> **Image point annotation entries**:
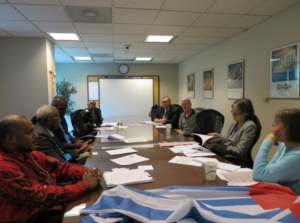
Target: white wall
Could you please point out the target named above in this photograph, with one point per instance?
(253, 46)
(23, 75)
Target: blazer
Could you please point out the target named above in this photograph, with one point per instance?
(241, 140)
(173, 117)
(50, 145)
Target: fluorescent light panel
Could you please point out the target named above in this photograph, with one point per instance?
(159, 39)
(82, 58)
(64, 36)
(143, 58)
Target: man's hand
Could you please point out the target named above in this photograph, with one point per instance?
(90, 177)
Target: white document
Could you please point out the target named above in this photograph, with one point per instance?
(242, 177)
(130, 159)
(185, 161)
(133, 140)
(125, 176)
(121, 151)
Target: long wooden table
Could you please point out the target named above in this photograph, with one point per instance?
(164, 173)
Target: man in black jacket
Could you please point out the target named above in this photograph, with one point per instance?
(167, 114)
(48, 121)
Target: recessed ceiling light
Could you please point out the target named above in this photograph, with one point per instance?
(82, 58)
(143, 58)
(64, 36)
(159, 39)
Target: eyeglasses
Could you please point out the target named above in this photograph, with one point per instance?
(236, 114)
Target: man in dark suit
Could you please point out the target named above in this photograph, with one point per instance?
(92, 116)
(167, 114)
(48, 121)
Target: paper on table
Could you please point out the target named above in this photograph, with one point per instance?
(130, 159)
(132, 140)
(185, 161)
(121, 151)
(242, 177)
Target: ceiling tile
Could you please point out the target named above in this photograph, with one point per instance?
(141, 4)
(176, 18)
(149, 51)
(273, 7)
(227, 32)
(123, 45)
(175, 46)
(135, 16)
(57, 27)
(153, 45)
(187, 39)
(101, 50)
(94, 28)
(37, 2)
(26, 34)
(98, 45)
(172, 52)
(131, 29)
(43, 13)
(18, 26)
(167, 30)
(188, 5)
(103, 60)
(7, 12)
(247, 21)
(69, 43)
(96, 37)
(234, 6)
(129, 38)
(97, 3)
(215, 20)
(213, 40)
(200, 31)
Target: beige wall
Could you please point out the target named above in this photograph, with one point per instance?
(23, 75)
(77, 74)
(253, 46)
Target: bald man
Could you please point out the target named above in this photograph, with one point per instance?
(92, 116)
(187, 119)
(29, 190)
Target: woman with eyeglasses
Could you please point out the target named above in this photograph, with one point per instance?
(240, 134)
(284, 166)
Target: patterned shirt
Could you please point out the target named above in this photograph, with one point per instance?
(28, 184)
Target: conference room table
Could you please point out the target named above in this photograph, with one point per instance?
(164, 173)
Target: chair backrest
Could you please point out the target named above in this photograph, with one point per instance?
(153, 111)
(257, 135)
(178, 106)
(80, 128)
(208, 121)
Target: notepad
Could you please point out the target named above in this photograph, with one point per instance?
(125, 176)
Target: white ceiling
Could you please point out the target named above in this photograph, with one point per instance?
(198, 25)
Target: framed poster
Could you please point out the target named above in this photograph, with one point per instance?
(191, 85)
(235, 80)
(284, 71)
(208, 83)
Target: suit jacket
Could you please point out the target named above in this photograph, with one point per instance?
(173, 116)
(50, 145)
(241, 140)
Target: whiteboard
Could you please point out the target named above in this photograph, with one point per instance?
(119, 97)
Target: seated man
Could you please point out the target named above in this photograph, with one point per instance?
(92, 116)
(48, 121)
(167, 114)
(28, 179)
(63, 135)
(187, 120)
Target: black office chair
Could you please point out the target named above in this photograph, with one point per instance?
(208, 121)
(247, 162)
(81, 130)
(153, 111)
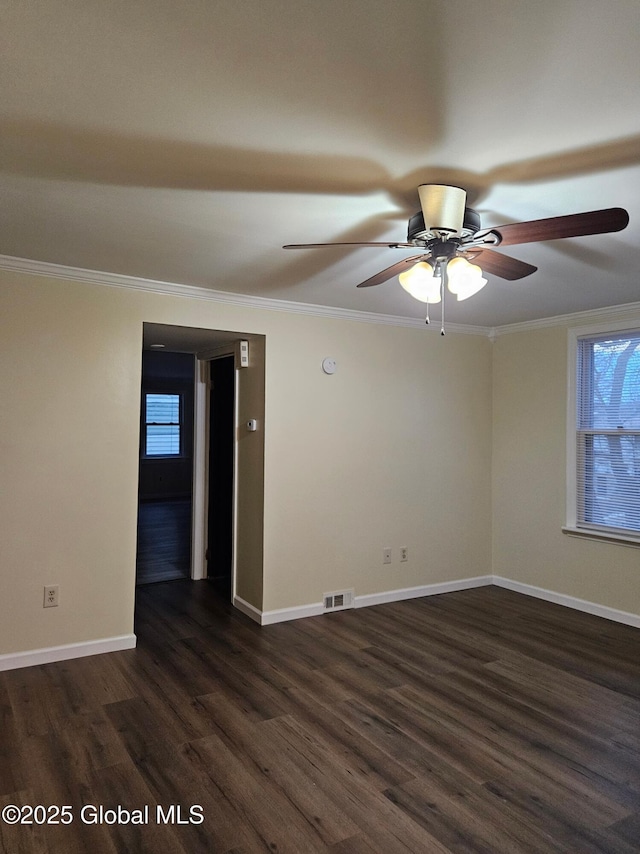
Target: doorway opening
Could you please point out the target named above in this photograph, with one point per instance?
(165, 480)
(213, 529)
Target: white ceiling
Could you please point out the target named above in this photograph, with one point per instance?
(187, 141)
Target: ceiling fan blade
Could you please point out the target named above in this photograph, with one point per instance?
(502, 265)
(555, 227)
(394, 270)
(378, 245)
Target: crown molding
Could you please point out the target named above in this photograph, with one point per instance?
(13, 264)
(576, 318)
(116, 280)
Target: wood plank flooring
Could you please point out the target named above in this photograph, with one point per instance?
(479, 722)
(164, 540)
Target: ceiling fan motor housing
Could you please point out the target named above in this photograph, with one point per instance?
(418, 232)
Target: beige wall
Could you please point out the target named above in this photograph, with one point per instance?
(393, 450)
(529, 479)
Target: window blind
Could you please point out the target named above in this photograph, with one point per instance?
(608, 432)
(162, 422)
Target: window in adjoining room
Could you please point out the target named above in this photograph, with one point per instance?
(163, 425)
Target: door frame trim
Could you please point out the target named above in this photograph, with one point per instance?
(200, 507)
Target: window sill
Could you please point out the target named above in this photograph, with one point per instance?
(603, 536)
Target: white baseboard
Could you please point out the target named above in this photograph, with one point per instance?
(248, 609)
(569, 601)
(266, 618)
(296, 613)
(424, 590)
(13, 660)
(280, 615)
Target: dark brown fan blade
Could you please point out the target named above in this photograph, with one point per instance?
(555, 227)
(318, 245)
(394, 270)
(502, 265)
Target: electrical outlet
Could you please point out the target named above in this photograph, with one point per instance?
(50, 596)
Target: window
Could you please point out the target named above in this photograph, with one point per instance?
(607, 437)
(163, 425)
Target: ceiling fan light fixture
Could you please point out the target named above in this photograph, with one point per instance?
(443, 208)
(464, 279)
(420, 282)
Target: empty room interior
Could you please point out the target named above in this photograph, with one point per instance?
(320, 427)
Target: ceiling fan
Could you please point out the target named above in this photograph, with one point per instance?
(449, 237)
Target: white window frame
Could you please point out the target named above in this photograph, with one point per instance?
(145, 424)
(571, 527)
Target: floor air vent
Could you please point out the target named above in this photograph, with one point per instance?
(338, 601)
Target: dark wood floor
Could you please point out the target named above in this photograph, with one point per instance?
(164, 540)
(479, 721)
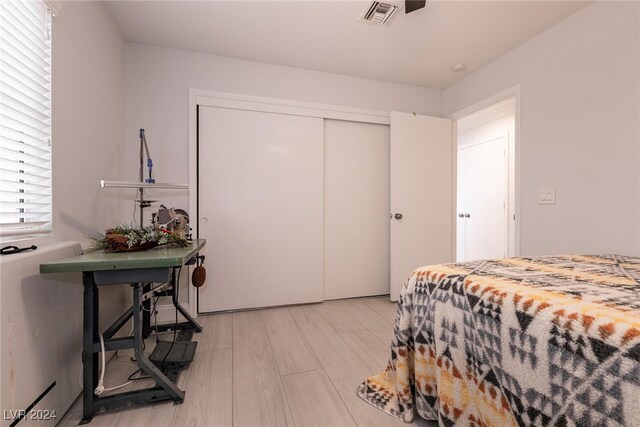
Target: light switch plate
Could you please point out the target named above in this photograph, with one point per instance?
(547, 196)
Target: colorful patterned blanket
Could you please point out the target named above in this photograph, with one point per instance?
(546, 341)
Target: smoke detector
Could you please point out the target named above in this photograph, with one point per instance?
(379, 13)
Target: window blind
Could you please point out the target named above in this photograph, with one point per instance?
(25, 118)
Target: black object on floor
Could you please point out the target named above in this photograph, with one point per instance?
(179, 353)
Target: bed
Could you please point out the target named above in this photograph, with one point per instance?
(542, 341)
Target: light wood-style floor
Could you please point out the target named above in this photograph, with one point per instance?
(296, 365)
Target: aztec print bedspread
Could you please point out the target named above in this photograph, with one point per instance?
(544, 341)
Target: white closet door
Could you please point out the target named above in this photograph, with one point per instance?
(421, 193)
(356, 211)
(260, 208)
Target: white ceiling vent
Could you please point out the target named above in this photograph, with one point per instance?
(379, 13)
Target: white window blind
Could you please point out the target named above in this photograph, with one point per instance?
(25, 118)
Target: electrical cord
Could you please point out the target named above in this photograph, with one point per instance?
(100, 388)
(176, 290)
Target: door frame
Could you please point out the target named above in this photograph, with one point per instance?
(506, 194)
(514, 161)
(210, 98)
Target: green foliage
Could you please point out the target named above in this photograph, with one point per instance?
(125, 238)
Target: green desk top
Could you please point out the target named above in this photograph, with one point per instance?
(101, 261)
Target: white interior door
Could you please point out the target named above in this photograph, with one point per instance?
(356, 209)
(260, 208)
(483, 180)
(420, 191)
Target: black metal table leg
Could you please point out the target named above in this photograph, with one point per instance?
(89, 358)
(141, 359)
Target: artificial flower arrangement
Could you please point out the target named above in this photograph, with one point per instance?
(131, 238)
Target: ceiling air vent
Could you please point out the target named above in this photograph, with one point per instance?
(379, 13)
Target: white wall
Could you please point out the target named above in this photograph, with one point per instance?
(88, 120)
(88, 129)
(580, 129)
(156, 99)
(87, 137)
(158, 80)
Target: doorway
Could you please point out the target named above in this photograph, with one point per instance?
(485, 217)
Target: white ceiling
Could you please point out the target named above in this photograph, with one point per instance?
(419, 48)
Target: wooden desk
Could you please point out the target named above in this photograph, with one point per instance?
(157, 265)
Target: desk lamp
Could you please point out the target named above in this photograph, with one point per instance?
(143, 183)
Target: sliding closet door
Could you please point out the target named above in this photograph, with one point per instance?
(356, 210)
(260, 208)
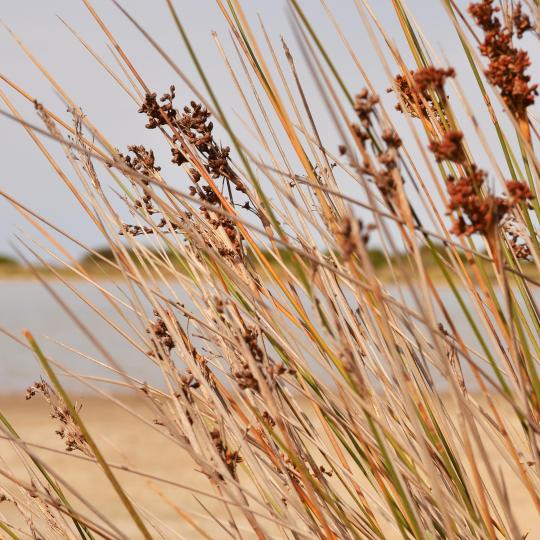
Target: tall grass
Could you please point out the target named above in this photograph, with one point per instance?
(316, 398)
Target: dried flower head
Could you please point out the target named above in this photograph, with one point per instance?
(479, 213)
(415, 91)
(69, 431)
(507, 63)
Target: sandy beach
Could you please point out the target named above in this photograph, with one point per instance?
(125, 440)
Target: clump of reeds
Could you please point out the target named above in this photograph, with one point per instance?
(301, 382)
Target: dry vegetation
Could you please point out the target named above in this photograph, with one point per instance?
(299, 390)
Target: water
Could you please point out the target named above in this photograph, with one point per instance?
(27, 304)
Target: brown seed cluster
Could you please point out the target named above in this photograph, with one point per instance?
(195, 126)
(243, 373)
(229, 457)
(450, 148)
(507, 63)
(417, 97)
(69, 431)
(383, 177)
(516, 235)
(478, 213)
(161, 338)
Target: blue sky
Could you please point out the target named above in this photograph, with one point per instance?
(27, 176)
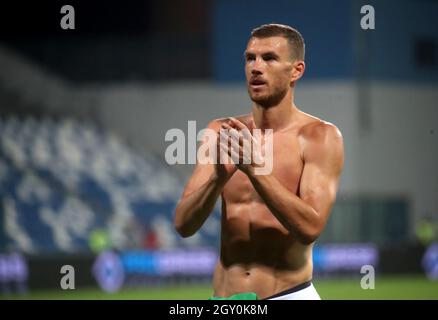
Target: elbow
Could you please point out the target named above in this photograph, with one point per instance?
(182, 231)
(307, 238)
(181, 227)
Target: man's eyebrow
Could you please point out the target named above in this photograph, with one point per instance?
(267, 53)
(270, 53)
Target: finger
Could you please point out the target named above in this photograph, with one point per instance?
(251, 125)
(239, 125)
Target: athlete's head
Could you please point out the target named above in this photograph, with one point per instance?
(274, 60)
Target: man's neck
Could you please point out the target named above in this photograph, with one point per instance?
(275, 117)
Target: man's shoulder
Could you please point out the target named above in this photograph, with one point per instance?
(318, 130)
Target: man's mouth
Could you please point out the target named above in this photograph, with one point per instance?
(255, 83)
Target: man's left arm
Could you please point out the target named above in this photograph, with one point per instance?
(306, 215)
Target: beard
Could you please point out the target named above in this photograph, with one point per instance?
(269, 100)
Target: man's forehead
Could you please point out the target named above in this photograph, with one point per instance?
(277, 44)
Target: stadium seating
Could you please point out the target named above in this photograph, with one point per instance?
(63, 180)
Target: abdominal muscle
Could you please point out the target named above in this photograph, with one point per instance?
(258, 255)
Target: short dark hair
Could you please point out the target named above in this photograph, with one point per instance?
(294, 38)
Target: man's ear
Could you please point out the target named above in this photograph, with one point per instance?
(298, 68)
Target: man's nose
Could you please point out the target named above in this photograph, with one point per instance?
(257, 67)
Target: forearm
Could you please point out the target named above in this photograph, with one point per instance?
(194, 209)
(291, 211)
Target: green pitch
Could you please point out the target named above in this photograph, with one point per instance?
(412, 287)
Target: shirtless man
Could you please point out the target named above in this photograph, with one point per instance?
(269, 222)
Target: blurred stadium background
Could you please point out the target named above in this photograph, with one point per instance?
(84, 112)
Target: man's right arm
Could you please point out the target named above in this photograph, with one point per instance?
(201, 193)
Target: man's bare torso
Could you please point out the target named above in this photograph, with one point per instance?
(257, 253)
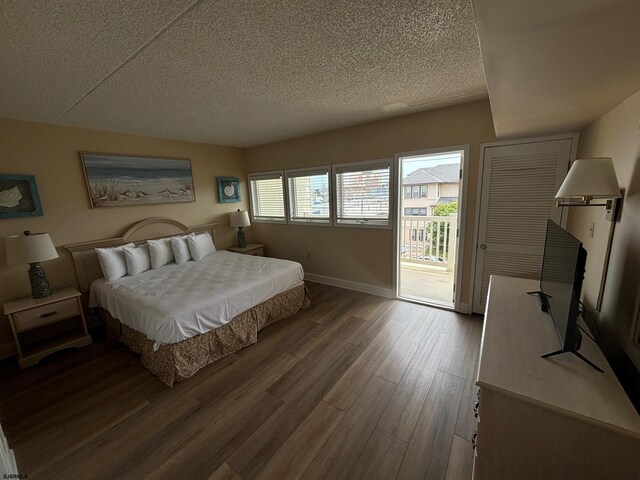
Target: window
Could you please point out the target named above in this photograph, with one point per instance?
(416, 212)
(267, 197)
(308, 192)
(362, 193)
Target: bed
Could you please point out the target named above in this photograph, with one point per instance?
(181, 318)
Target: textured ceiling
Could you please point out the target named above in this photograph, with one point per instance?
(554, 66)
(235, 73)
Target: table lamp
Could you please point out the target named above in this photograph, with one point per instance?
(32, 248)
(240, 219)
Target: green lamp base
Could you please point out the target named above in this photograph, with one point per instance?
(39, 284)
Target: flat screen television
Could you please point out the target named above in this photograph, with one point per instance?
(563, 268)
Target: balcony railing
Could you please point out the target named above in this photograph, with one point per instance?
(428, 240)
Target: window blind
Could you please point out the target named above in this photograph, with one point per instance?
(362, 193)
(308, 192)
(267, 197)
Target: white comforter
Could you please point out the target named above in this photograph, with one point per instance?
(175, 302)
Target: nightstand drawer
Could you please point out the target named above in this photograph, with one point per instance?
(45, 314)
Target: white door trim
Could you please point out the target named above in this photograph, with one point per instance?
(458, 306)
(574, 137)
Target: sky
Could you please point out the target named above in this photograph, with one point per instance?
(411, 164)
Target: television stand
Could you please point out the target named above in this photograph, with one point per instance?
(577, 354)
(545, 419)
(542, 298)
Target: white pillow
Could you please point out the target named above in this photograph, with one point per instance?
(138, 259)
(160, 251)
(112, 261)
(200, 246)
(181, 248)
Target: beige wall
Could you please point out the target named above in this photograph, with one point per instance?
(51, 154)
(361, 254)
(616, 134)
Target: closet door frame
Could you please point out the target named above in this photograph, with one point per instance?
(574, 137)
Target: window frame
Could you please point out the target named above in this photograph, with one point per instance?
(267, 176)
(365, 165)
(304, 172)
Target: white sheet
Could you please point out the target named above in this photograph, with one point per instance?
(175, 302)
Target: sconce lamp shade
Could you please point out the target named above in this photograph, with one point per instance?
(590, 178)
(240, 219)
(29, 248)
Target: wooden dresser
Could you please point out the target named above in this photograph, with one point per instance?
(547, 419)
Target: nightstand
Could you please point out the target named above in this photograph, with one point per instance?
(27, 314)
(250, 249)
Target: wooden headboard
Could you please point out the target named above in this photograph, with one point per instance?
(85, 258)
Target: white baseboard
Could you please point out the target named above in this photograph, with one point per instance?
(351, 285)
(7, 350)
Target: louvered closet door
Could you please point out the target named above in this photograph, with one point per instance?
(518, 186)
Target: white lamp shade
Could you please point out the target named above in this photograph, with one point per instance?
(36, 247)
(592, 177)
(240, 219)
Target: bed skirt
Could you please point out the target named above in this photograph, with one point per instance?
(179, 361)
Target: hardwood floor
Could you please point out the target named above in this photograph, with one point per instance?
(354, 387)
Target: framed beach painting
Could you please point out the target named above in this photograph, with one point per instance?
(119, 180)
(19, 196)
(228, 189)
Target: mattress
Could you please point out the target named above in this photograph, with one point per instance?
(176, 302)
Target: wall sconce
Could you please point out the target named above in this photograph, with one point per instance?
(588, 179)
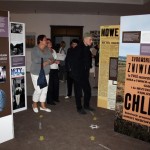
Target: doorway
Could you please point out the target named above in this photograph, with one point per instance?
(65, 33)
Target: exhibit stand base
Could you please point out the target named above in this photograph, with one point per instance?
(6, 128)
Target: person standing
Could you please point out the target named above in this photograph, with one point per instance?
(18, 92)
(62, 72)
(38, 52)
(53, 86)
(96, 57)
(73, 44)
(80, 66)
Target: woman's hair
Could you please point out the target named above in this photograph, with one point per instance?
(40, 38)
(75, 41)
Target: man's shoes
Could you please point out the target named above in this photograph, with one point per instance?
(67, 97)
(35, 109)
(95, 87)
(89, 108)
(81, 111)
(45, 109)
(57, 100)
(51, 103)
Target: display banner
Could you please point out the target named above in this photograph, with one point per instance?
(5, 92)
(136, 107)
(18, 69)
(109, 47)
(132, 115)
(6, 115)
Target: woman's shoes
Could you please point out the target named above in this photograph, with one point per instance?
(35, 109)
(45, 109)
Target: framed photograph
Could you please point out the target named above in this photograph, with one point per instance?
(30, 40)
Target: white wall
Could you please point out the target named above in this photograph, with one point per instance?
(40, 23)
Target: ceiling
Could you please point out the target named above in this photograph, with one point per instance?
(89, 7)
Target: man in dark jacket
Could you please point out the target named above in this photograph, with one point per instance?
(80, 64)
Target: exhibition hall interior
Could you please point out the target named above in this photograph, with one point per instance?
(108, 107)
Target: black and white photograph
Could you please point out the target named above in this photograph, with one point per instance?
(2, 100)
(2, 74)
(96, 37)
(18, 93)
(16, 28)
(16, 49)
(17, 71)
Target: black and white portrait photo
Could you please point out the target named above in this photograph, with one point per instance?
(16, 28)
(16, 49)
(18, 92)
(2, 74)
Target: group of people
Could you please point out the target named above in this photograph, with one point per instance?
(77, 65)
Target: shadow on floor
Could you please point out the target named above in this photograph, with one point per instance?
(65, 129)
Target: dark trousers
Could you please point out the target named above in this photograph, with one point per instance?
(53, 87)
(69, 84)
(62, 73)
(82, 85)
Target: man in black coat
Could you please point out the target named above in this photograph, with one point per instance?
(80, 61)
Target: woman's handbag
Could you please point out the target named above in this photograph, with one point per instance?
(42, 82)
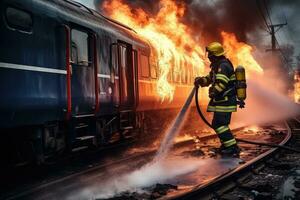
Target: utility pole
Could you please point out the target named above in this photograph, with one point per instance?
(274, 28)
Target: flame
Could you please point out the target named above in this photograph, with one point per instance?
(174, 45)
(170, 38)
(240, 53)
(297, 87)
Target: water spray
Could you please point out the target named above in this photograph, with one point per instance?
(238, 139)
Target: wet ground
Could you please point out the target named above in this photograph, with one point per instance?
(137, 176)
(278, 179)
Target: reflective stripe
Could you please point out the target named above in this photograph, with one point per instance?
(218, 88)
(221, 108)
(232, 77)
(222, 100)
(32, 68)
(222, 77)
(222, 86)
(229, 142)
(222, 129)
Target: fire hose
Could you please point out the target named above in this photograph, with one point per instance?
(239, 139)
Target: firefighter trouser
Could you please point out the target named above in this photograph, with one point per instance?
(220, 123)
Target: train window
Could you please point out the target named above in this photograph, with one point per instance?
(19, 19)
(80, 47)
(176, 74)
(153, 67)
(145, 66)
(114, 59)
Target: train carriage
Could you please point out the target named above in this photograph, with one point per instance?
(71, 78)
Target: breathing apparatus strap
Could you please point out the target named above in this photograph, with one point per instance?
(198, 108)
(238, 139)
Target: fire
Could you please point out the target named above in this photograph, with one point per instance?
(240, 53)
(174, 45)
(170, 38)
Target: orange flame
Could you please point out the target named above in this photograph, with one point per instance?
(169, 37)
(240, 53)
(173, 42)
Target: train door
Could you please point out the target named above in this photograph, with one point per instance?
(82, 72)
(126, 77)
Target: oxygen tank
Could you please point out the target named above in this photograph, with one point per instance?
(241, 85)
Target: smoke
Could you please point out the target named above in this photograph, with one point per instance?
(207, 18)
(267, 100)
(174, 129)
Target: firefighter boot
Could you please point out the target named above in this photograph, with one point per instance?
(233, 151)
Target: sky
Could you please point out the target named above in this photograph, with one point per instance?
(280, 11)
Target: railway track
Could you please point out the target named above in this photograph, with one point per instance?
(232, 180)
(136, 160)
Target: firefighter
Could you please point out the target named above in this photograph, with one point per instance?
(222, 96)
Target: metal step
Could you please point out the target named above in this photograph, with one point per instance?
(126, 111)
(126, 128)
(80, 126)
(84, 138)
(79, 148)
(83, 116)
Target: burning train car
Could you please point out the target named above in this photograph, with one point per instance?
(71, 78)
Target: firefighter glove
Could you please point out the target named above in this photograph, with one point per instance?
(212, 92)
(199, 81)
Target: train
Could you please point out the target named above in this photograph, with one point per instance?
(71, 78)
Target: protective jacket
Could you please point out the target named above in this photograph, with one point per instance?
(222, 80)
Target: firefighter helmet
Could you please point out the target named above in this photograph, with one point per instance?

> **Your instructions**: Output exactly the lines from the one containing "Target: burning train car" through the last line of the entries, both ends included.

> **Exercise answer**:
Target: burning train car
Could you please point out the target named above in this photograph, with one point per instance?
(71, 78)
Target: firefighter glove
Could you please point out the target named above in this photograph, with one point per instance?
(212, 92)
(199, 81)
Target: train
Could you please point out the target named above in this photograph, with one point per instance?
(71, 78)
Target: protective jacket
Could you please point out the target named above in this photograph, with one point per instance?
(222, 80)
Target: firefighter helmet
Could you please point out the target named above in this photograph, with one point per instance?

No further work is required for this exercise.